[begin DATASET ROWS]

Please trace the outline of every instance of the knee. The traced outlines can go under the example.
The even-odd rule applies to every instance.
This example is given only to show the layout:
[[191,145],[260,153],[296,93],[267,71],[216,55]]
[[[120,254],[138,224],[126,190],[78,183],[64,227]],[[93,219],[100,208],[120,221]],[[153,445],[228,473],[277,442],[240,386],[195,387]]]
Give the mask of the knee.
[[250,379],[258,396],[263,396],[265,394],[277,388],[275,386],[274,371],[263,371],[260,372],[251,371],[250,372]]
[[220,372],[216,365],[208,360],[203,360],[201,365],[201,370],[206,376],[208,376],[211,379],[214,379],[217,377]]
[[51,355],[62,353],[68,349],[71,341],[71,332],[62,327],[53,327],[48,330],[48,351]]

[end DATASET ROWS]

• **WHAT TO DO**
Reproduce all of the rows above, requests included, multiplying every coordinate in the answers by 1.2 and rounding each result to a whole number, with halves rounded up. Leave the numbers in the requests and their format samples unchanged.

• **PROBLEM SOLUTION**
Please trace the outline of every instance of the knee. The traced outlines can go under the example.
The even-odd rule applies to every instance.
This example is given only to show the layout:
[[191,145],[260,153],[296,93],[267,71],[216,55]]
[[[120,254],[138,224],[126,190],[78,183],[64,227]],[[93,219],[100,208],[120,221]],[[153,445],[228,473],[277,442],[240,386],[195,387]]]
Give the mask of the knee.
[[300,455],[310,475],[316,475],[318,473],[332,466],[330,463],[329,445],[316,445],[312,446],[301,445],[300,446]]
[[264,446],[259,438],[250,432],[244,432],[241,438],[241,444],[247,451],[250,451],[253,455],[257,455],[260,452]]
[[61,426],[74,424],[82,419],[85,409],[85,398],[74,392],[64,392],[58,396],[58,421]]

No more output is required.